## [Filas de datos]
════════════════

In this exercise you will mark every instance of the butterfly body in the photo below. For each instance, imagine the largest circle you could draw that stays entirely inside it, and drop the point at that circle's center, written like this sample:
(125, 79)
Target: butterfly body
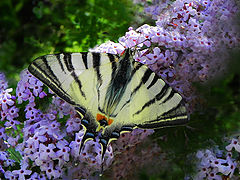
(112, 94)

════════════════

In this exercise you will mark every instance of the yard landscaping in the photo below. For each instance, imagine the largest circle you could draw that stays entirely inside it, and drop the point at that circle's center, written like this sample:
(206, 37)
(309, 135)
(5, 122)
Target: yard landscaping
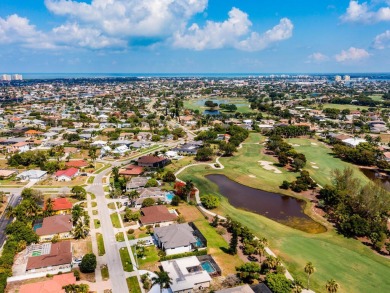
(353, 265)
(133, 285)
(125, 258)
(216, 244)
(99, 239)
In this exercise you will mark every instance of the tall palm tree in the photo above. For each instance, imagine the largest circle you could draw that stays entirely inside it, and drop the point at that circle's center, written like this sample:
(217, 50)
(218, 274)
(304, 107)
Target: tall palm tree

════════════════

## [Qué hacer]
¿Puedes reproducir el fragmento que empieza con la línea que contiene "In this exercise you will mark every instance of the tall" y termina con la que contiene "Target: tall palm tree", ambas incluidas, sustituyendo "palm tree" por "oak tree" sin cambiar nada más?

## [Respuesta al ejercicio]
In this exercise you will mark every instance of the tall oak tree in the photo above. For each instance, imagine the largest circle you could draw that stays entirely inside it, and drop the point at that circle's center, written like this sample:
(217, 50)
(218, 274)
(304, 107)
Target: tall oak tree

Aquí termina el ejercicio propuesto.